Written task 1
According to the article on faux jewelry, from whom have accessory jewelry influences stemmed for many years?
>> begin Document extract
Fabulous fake jewellery
In vogue
Paula Ryan
In the European and American winter, jewellery, or more properly “faux” jewellery, has become the most important accessory. With style and panache, in an overstated, rather grandiose manner, jewellery is separating the girls from the boys in a winter season that is alive with men’s wear overtones.
For next winter, the best fashion has a men’s wear inclination, contrasted with great, “femme de la femme” jewellery. None of it is real, and none of it pretends to be. Designed for maximum effect and ultimate femininity, it is reminiscent of Marlene Dietrich, the romance of the early ’forties movies, Ziegfield, gowns by Irene Head, and a long-lost, pre-Second World War glamour. For many years in fashion, accessory jewellery influences have stemmed from Coco Chanel. She loaded her classic daytime styles with multiple ropes of baroque pearls and massed antique chains, and balanced the simplest shapes with immense, Byzantine earrings.
This winter in Europe, everybody is doing it ... Saint Laurent, Valentino, Montana, Lagerfeld ... all the “greats” in a wave of fashion excitement next winter.
Gilt and silvered metals are combined with gunmetal, huge pearls, crystals, jets, coloured stones, and lavish diamante are used singly or in unending combinations, producing the most unusual and startling effects. Militaria comes into its own. Borrowed from its active source and revamped with super-glamour, it will now adorn lapels and pockets in lavishly jewelled and embossed military shapes hanging from grosgrain ribbons and ornamental pins. Necklets appear on the scene, throat-high and lavish. With pearls or metals combined, they finish at the throat with enormous pendant jewels, flashing lights from crystals cut with many facets, or huge baroque pearls, enormous teardrops, big, square cut “diamonds,” “emeralds,” “rubies,” or sparkling diamante often in large, heart shapes.
>> end Document extract
Written task 2
Work out how many lines of the records contain the string "pine", and give only that number.
>> begin Supplied data
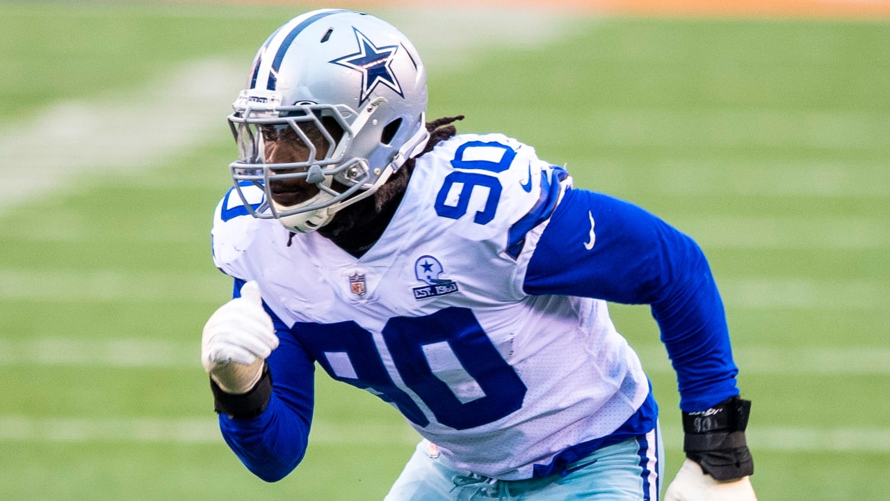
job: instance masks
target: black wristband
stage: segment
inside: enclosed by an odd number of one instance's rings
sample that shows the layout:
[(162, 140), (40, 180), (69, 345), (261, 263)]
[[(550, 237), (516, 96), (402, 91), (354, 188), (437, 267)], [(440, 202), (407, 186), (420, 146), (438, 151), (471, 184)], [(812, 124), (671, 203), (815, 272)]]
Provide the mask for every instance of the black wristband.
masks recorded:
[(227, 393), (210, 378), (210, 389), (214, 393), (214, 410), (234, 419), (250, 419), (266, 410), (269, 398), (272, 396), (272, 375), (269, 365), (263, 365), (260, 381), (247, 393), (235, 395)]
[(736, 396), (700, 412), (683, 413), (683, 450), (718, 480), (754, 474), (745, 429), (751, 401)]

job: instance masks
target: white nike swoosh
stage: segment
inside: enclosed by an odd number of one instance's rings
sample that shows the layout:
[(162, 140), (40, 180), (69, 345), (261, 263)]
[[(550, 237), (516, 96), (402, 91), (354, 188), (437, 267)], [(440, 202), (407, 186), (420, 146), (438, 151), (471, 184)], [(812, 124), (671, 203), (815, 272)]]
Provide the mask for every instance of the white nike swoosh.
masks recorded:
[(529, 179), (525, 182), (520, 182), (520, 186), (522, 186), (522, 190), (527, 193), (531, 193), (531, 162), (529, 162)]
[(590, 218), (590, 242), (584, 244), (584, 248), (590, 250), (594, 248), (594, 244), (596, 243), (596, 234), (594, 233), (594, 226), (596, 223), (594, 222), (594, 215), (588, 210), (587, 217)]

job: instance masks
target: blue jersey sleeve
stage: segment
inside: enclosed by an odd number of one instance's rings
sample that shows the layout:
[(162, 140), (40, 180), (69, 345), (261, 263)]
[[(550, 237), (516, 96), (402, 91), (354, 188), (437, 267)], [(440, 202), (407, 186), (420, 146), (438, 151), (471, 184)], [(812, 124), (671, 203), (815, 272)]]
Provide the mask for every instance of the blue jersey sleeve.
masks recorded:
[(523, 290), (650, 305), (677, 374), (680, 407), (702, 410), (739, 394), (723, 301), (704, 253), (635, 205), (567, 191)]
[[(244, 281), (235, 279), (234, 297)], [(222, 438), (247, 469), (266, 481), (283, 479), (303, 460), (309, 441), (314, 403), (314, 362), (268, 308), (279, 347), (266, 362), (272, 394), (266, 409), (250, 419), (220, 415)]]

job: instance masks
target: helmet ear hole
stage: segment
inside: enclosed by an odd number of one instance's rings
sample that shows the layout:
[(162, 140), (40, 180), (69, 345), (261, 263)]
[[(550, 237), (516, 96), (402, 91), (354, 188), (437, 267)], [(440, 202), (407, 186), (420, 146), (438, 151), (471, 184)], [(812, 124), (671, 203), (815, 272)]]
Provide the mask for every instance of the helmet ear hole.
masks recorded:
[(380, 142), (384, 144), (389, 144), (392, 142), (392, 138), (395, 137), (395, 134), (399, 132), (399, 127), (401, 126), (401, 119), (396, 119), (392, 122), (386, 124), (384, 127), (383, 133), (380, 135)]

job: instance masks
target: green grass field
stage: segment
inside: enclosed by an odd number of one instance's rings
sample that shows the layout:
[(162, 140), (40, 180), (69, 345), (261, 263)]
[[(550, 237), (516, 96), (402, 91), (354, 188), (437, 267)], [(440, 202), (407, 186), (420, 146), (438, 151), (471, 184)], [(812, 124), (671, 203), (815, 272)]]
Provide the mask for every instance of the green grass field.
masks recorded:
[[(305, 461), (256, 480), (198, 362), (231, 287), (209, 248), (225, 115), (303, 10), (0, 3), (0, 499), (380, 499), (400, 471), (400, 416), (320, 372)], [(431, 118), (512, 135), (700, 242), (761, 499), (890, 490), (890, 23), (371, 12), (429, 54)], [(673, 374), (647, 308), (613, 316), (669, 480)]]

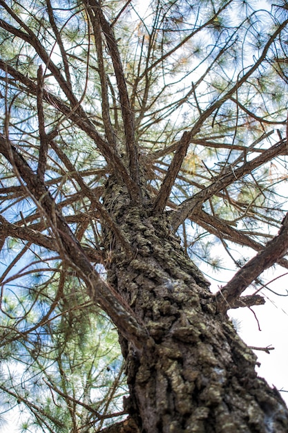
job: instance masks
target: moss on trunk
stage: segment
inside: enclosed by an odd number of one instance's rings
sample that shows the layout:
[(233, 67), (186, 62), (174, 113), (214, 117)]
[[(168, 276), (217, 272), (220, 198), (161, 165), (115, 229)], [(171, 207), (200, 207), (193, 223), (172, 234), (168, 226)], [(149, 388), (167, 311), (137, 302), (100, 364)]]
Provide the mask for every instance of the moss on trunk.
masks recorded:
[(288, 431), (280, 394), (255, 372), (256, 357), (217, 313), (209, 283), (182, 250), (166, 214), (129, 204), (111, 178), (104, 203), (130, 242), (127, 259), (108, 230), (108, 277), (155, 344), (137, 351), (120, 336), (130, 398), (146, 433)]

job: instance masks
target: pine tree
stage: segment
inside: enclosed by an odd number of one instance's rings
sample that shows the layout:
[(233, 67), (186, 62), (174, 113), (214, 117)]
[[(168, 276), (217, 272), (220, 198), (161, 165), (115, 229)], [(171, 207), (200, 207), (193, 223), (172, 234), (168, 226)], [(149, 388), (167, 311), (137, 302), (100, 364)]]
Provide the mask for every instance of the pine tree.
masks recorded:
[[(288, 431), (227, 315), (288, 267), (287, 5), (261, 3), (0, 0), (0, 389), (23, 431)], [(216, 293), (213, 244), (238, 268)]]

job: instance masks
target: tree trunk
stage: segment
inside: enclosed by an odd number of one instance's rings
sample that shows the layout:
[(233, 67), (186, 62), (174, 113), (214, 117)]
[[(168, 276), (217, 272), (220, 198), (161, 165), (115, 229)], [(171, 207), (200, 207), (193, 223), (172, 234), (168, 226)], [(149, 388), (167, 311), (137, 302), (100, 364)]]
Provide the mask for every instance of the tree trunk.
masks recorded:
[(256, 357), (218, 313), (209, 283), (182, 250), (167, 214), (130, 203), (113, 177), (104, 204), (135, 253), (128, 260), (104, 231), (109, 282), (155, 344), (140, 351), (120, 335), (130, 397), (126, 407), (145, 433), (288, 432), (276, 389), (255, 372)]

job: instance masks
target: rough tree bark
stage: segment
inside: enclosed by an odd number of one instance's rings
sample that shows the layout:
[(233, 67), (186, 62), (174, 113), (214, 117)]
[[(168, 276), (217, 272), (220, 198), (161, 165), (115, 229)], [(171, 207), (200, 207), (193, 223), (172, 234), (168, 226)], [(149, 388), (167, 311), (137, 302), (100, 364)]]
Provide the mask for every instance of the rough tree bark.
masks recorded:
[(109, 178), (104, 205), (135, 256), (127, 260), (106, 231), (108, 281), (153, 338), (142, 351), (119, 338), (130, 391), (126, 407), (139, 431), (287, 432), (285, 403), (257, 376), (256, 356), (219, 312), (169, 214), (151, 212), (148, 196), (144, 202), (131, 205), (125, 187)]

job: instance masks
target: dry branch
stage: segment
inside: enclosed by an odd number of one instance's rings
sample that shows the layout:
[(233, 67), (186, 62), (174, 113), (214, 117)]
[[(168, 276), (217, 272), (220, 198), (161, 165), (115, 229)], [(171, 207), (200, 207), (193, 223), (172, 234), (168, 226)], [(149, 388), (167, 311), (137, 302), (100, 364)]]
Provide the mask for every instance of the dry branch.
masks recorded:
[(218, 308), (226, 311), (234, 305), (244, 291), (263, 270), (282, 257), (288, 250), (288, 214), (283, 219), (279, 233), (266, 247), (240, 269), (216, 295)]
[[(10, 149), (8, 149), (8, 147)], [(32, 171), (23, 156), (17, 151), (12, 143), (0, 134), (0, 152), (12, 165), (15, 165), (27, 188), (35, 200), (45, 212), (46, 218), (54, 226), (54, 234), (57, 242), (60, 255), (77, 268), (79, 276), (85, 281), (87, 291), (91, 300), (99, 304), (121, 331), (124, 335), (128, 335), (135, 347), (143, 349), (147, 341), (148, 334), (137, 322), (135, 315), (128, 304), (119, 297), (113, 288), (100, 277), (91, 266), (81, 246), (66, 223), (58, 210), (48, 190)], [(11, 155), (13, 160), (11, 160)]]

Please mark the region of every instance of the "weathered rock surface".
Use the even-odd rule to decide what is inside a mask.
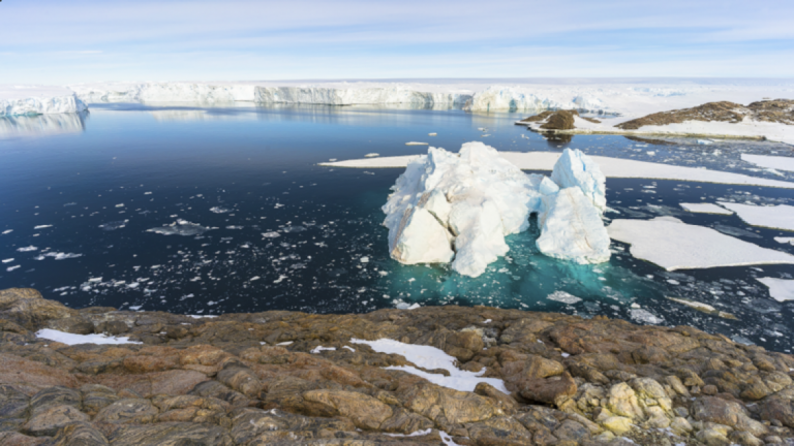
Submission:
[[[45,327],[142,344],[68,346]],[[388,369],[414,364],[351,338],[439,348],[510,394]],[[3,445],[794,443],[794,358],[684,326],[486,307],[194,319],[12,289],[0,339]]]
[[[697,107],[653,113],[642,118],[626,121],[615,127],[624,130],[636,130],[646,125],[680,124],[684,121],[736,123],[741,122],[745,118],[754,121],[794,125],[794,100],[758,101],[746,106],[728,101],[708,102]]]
>> end Supplied data
Full answer 1
Coco Chanel

Full answer 2
2